** Begin **
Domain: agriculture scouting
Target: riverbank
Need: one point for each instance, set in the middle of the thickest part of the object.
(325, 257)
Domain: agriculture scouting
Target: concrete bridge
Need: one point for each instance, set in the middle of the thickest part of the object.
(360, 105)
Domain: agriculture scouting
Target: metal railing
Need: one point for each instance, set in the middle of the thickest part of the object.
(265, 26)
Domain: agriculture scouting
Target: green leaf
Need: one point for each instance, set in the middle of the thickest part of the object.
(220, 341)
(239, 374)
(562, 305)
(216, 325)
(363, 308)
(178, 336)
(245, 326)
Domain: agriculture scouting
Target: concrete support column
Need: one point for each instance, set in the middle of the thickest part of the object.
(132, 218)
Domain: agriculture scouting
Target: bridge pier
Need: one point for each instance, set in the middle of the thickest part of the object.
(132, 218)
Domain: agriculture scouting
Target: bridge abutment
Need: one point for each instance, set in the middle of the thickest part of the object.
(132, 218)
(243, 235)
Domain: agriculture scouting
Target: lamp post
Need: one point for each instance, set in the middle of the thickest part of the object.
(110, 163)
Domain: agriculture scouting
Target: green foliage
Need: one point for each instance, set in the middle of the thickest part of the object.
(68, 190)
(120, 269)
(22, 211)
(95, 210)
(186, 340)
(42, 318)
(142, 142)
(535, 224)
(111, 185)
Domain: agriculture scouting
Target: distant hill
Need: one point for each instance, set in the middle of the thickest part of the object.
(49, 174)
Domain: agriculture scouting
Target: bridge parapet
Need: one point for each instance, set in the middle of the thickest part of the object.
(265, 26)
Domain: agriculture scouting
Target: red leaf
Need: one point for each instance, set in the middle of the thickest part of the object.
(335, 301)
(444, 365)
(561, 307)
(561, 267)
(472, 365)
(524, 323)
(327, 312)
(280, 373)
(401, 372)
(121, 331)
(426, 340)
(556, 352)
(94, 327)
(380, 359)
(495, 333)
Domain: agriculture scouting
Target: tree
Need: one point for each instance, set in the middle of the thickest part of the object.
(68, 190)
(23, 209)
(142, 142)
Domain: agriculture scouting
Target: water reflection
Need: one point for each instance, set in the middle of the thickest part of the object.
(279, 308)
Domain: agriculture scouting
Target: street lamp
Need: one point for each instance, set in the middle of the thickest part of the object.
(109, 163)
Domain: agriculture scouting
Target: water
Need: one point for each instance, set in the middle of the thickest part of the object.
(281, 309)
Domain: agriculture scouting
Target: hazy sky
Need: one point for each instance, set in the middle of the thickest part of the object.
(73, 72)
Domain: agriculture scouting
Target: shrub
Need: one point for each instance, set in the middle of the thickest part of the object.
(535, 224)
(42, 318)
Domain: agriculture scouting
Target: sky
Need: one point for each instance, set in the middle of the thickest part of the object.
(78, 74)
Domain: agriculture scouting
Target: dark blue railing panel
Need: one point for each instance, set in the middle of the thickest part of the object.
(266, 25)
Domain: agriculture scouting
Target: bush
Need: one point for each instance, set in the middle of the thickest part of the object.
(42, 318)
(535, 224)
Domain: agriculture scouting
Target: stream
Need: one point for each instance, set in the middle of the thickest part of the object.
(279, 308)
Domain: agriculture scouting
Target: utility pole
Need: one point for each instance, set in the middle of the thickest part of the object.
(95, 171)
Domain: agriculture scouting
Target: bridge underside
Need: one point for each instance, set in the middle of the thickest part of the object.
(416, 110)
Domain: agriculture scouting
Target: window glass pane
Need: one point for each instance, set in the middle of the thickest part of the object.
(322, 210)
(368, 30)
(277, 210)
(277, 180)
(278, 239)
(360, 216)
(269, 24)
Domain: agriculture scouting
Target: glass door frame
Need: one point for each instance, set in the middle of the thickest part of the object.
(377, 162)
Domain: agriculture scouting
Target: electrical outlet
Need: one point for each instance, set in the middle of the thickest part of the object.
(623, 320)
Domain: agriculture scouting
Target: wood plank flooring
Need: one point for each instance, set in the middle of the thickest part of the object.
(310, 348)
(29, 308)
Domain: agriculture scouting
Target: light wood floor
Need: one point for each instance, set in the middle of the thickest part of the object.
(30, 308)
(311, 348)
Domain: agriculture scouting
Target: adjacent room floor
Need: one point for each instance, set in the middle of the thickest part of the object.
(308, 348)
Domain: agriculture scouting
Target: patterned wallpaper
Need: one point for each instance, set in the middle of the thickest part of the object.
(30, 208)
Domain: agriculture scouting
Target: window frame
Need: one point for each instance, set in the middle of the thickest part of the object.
** End **
Print out every record again, exactly and in full.

## Full output
Domain: agriculture scouting
Target: riverbank
Need: one point for each instance, set in the middle of the thickest part of the object.
(325, 257)
Domain: agriculture scouting
Target: concrete bridge
Need: one point for each instance, set in the middle of the thickest part of the object.
(360, 105)
Domain: agriculture scouting
Target: metal railing
Need: one point for each instance, set in the middle of the thickest part of the object.
(265, 26)
Domain: agriculture scouting
Target: green leaf
Need: one point for each instance, set in the middle of the thickest part of the object.
(220, 341)
(239, 374)
(562, 305)
(216, 325)
(363, 308)
(178, 336)
(245, 326)
Domain: agriculture scouting
Target: concrete support column
Need: one point for each instance, set in the middle of the thickest part of the object.
(132, 218)
Domain: agriculture scouting
Target: bridge pier
Need: one point for each instance, set in the middle of the thickest part of the object.
(132, 218)
Domain: agriculture scouting
Target: bridge abutment
Need: one point for each instance, set in the middle of the thickest part of the object.
(132, 218)
(243, 235)
Domain: agriculture scouting
Target: lamp post
Need: one point for each instance, set in the middle of the thickest part of the object.
(110, 163)
Domain: agriculture scouting
Target: green foliage
Need: one point for each instance, set in the middle of the thickest part of the object.
(68, 190)
(120, 269)
(22, 211)
(95, 210)
(186, 340)
(42, 318)
(142, 142)
(535, 224)
(111, 185)
Domain: agriculture scouting
Target: distant hill
Need: one point for each instance, set in the middle of the thickest part of the object.
(49, 174)
Domain: agriculture scouting
Target: bridge parapet
Need: one point for each instance, set in the middle of the thickest part of the object.
(265, 26)
Domain: agriculture scouting
Target: red leaf
Need: one point for each instance, set in the middle of the thickest part of the object.
(335, 301)
(444, 365)
(561, 307)
(561, 267)
(472, 365)
(524, 323)
(327, 312)
(280, 373)
(401, 372)
(121, 331)
(426, 340)
(556, 352)
(94, 327)
(380, 359)
(495, 333)
Domain: agriculture scouting
Target: tree
Need: one point for each instance, set in the middle of the thickest part of the object.
(68, 190)
(23, 209)
(142, 142)
Domain: agriculture scouting
Target: water reflection
Need: one point for each instance, set in the middle of the thickest part of the object.
(279, 308)
Domain: agriculture scouting
Target: street lamp
Need: one point for each instance, set in the middle of the thickest part of the object.
(109, 163)
Domain: agriculture scouting
Target: water
Need: one point for each instance, set in the middle of the thickest part of the object.
(281, 309)
Domain: agriculture scouting
Target: hazy sky
Need: one point for each instance, set in the middle of the thickest part of the object.
(73, 72)
Domain: agriculture scouting
Target: shrub
Need: one point for each instance, set in the middle of the thickest part of the object.
(535, 224)
(42, 318)
Domain: agriculture scouting
Target: sky
Need: one point for each instance, set in the middle of the thickest part of the object.
(78, 74)
Domain: agriculture scouting
Target: dark blue railing panel
Need: one point for each instance, set in the middle of the thickest part of the object.
(266, 25)
Domain: agriculture scouting
Target: bush
Need: one point for each instance, set in the middle of the thickest part of the object.
(42, 318)
(535, 224)
Domain: agriculture scouting
Target: stream
Need: one point for each instance, set in the middle of the thickest part of the object.
(279, 308)
Domain: agriculture scouting
Target: utility pole
Need: one point for each instance, set in the middle of the thickest part of the object.
(95, 171)
Domain: agriculture scouting
Target: bridge underside
Need: one point for each instance, set in the middle of the thickest part of the object.
(416, 110)
Domain: agriculture scouting
Target: window glass pane
Need: one point for each instance, set in the middle of the thickest part of the object.
(322, 210)
(368, 30)
(277, 210)
(277, 180)
(278, 239)
(360, 216)
(269, 24)
Domain: agriculture scouting
Target: glass door frame
Need: one point for each instance, set in the middle of the thickest part of the object.
(377, 162)
Domain: agriculture scouting
Target: electrical outlet
Need: one point for each instance, set in the middle of the thickest part of the object.
(623, 320)
Domain: agriculture scouting
Target: wood plank flooring
Need: one point for each instance, set in the middle of the thickest part of the object.
(310, 348)
(29, 308)
Domain: agriculture scouting
Target: light wood floor
Need: one point for each instance, set in the middle of the thickest part of the object.
(30, 308)
(311, 348)
Domain: agriculture scouting
Target: adjacent room floor
Need: one point for each instance, set in the middle of the thickest part of the object.
(308, 348)
Domain: agriculture scouting
Target: patterned wallpaper
Need: one point for each instance, set in the middle of the thickest part of the object.
(30, 208)
Domain: agriculture scouting
Target: window frame
Need: one point for each instance, set in the middle of the thickest part of the object.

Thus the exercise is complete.